Entries provided:
####

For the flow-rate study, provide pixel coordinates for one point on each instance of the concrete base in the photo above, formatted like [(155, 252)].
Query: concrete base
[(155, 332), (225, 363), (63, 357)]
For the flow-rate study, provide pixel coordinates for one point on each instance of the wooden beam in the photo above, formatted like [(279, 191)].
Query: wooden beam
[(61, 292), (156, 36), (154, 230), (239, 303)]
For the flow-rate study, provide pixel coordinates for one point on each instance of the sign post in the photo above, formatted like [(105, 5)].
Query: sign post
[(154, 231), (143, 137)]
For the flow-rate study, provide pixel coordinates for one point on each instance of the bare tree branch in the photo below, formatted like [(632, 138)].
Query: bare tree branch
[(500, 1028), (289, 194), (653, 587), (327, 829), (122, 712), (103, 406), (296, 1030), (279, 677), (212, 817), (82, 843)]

####

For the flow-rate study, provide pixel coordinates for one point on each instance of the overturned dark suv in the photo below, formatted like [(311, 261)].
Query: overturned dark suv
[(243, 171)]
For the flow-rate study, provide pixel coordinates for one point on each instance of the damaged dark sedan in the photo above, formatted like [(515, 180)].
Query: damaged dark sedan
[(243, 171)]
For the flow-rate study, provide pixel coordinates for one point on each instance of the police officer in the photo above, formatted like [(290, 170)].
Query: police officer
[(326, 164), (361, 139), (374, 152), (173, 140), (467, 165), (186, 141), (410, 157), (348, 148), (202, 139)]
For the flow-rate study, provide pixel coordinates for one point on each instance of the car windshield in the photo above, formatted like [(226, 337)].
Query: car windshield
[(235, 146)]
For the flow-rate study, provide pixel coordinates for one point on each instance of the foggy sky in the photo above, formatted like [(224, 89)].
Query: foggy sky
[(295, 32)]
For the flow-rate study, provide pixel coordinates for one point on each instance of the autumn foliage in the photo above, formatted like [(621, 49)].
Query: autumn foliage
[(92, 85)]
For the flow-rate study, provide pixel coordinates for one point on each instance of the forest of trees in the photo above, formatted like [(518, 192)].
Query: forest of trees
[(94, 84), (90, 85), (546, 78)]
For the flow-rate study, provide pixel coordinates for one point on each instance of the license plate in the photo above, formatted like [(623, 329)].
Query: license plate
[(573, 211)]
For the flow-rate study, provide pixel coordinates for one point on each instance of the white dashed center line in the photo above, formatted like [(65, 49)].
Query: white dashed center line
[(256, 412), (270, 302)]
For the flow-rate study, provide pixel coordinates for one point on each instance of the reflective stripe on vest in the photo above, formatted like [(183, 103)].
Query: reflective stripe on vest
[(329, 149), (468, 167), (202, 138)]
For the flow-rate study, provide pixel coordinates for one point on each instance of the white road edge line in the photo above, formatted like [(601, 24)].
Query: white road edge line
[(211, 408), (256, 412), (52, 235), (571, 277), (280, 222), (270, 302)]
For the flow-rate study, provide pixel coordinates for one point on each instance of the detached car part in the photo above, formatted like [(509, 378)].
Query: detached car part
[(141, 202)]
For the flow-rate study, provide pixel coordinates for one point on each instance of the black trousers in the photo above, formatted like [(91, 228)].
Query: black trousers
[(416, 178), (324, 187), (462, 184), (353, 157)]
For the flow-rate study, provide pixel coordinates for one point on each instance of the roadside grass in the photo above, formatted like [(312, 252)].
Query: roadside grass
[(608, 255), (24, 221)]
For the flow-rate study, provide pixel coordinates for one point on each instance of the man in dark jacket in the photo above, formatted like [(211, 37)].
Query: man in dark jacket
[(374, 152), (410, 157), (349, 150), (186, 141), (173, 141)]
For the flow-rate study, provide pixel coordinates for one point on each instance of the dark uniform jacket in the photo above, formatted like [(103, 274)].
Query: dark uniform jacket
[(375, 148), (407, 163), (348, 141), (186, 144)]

####

What you have to do:
Copy only this part of the entries above: the line with "Query: foggy sky", the line with "like [(509, 378)].", and the lines between, all exactly as written.

Reply to the task:
Query: foggy sky
[(295, 32)]
For the flow-rate study, provide pixel coordinates for one point on each instance of the autumn foliage in the photo above, formatted like [(621, 49)].
Query: autumn foliage
[(92, 85)]
For the flow-rate study, provide pixel coordinates for one point on each instance of the forest of trees in the photo above, formatted like [(518, 192)].
Query: forest of trees
[(94, 84), (90, 85), (546, 78)]
For the flow-rate study, provide pixel coordinates for one point on each instance of the license plate in the photo above, formatted like [(623, 329)].
Query: license plate
[(573, 211)]
For the flow-rate study, provide pixel coordinates for one point on each instance of the white dashed center line in the photo above, formatted like [(65, 49)].
Query: white dashed center line
[(256, 412), (270, 302)]
For the flow-rate study, provide pixel coordinates for one point on each instance of the reflective stripe on vest in the photo above, formatted like [(183, 103)].
Query: reflective stripe on vest
[(329, 149), (468, 167), (202, 138)]
For the flow-rate study, provide pixel coordinates for one point on each instance of the white road edge line in the photo above, formatted like [(601, 24)].
Query: white road edge line
[(211, 408), (256, 412), (52, 235), (571, 277), (280, 222), (270, 302)]
For the flow-rate study, provide pixel coordinates for one point on each instance of the detached car part in the photo above, formatted like [(509, 378)].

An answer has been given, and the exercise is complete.